___ Document passage
The result of the fertilisation may be made clear by putting the signs for the conjoined egg and pollen cells in the form of fractions, those for the pollen cells above and those for the egg cells below the line. We then have

A/A + A/A + a/a + a/a.

In the first and fourth term the egg and pollen cells are of like kind, consequently the product of their union must be constant, viz. A and a; in the second and third, on the other hand, there again results a union of the two differentiating characters of the stocks, consequently the forms resulting from these fertilisations are identical with those of the hybrid from which they sprang. There occurs accordingly a repeated hybridisation. This explains the striking fact that the hybrids are able to produce, besides the two parental forms, offspring which are like themselves; A/A and a/a both give the same union Aa, since, as already remarked above, it makes no difference in the result of fertilisation to which of the two characters the pollen or egg cells belong. We may write then—

A/A + A/A + a/a + a/a = A + 2Aa + a.

This represents the average result of the self-fertilisation of the hybrids when two differentiating characters are united in them. In solitary flowers and in solitary plants, however, the ratios in which the forms of the series are produced may suffer not inconsiderable fluctuations[41]. Apart from the fact that the numbers in which both sorts of egg cells occur in the seed vessels can only be regarded as equal on the average, it remains purely a matter of chance which of the two sorts of pollen may fertilise each separate egg cell. For this reason the separate values must necessarily be subject to fluctuations, and there are even extreme cases possible, as were described earlier in connection with the experiments on the form of the seed and the colour of the albumen. The true ratios of the numbers can only be ascertained by an average deduced from the sum of as many single values as possible; the greater the number the more are merely chance elements eliminated.

The developmental series for hybrids in which two kinds of differentiating characters are united contains among sixteen individuals nine different forms, viz., AB + Ab + aB + ab + 2ABb + 2aBb + 2AaB + 2Aab + 4AaBb. Between the differentiating characters of the original stocks Aa and Bb four constant combinations are possible, and consequently the hybrids produce the corresponding four forms of egg and pollen cells AB, Ab, aB, ab, and each of these will on the average figure four times in the fertilisation, since sixteen individuals are included in the series. Therefore the participators in the fertilisation are—

Pollen cells

AB + AB + AB + AB + Ab + Ab + Ab + Ab +

aB + aB + aB + aB + ab + ab + ab + ab.
______
**Task 1**
Answer these from the passage on hybrid fertilization:
(a) How many different forms are found among sixteen individuals when two kinds of differentiating characters are united in the hybrids?
(b) What is purely a matter of chance during fertilization?
(c) How can the true ratios of the numbers be found?
**Task 2**
Pick up the passage on hybrid fertilization after its last line and continue it.
You don't need the records for this.
___ Data supplied
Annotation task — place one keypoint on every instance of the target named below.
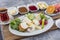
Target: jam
(32, 8)
(3, 14)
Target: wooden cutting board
(9, 36)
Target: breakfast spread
(31, 19)
(29, 22)
(4, 15)
(22, 10)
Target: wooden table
(8, 36)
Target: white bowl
(19, 33)
(12, 8)
(22, 6)
(42, 2)
(33, 5)
(52, 14)
(57, 22)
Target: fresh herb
(30, 16)
(15, 23)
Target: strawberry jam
(32, 8)
(3, 14)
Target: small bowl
(32, 5)
(11, 9)
(54, 14)
(22, 6)
(44, 3)
(57, 22)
______
**Output 1**
(a) Nine.
(b) Which of the two sorts of pollen fertilizes each separate egg cell.
(c) By an average taken from the sum of as many single values as possible.

**Output 2**
Egg cells

AB + AB + AB + AB + Ab + Ab + Ab + Ab +

aB + aB + aB + aB + ab + ab + ab + ab.

In the process of fertilisation each pollen form unites on an average equally often with each egg cell form, so that each of the four pollen cells AB unites once with one of the forms of egg cell AB, Ab, aB, ab. In precisely the same way the rest of the pollen cells of the forms Ab, aB, ab unite with all the other egg cells. We obtain therefore—

AB/AB + AB/Ab + AB/aB + AB/ab + Ab/AB + Ab/Ab + Ab/aB + Ab/ab +
aB/AB + aB/Ab + aB/aB + aB/ab + ab/AB + ab/Ab + ab/aB + ab/ab,

or

AB + ABb + AaB + AaBb + ABb + Ab + AaBb + Aab +
AaB + AaBb + aB + aBb + AaBb + Aab + aBb + ab = AB +
Ab + aB + ab + 2ABb + 2aBb + 2AaB + 2Aab + 4AaBb[42].

In precisely similar fashion is the developmental series of hybrids exhibited when three kinds of differentiating characters are conjoined in them. The hybrids form eight various kinds of egg and pollen cells—ABC, ABc, AbC, Abc, aBC, aBc, abC, abc—and each pollen form unites itself again on the average once with each form of egg cell.

The law of combination of different characters which governs the development of the hybrids finds therefore its foundation and explanation in the principle enunciated, that the hybrids produce egg cells and pollen cells which in equal numbers represent all constant forms which result from the combinations of the characters brought together in fertilisation.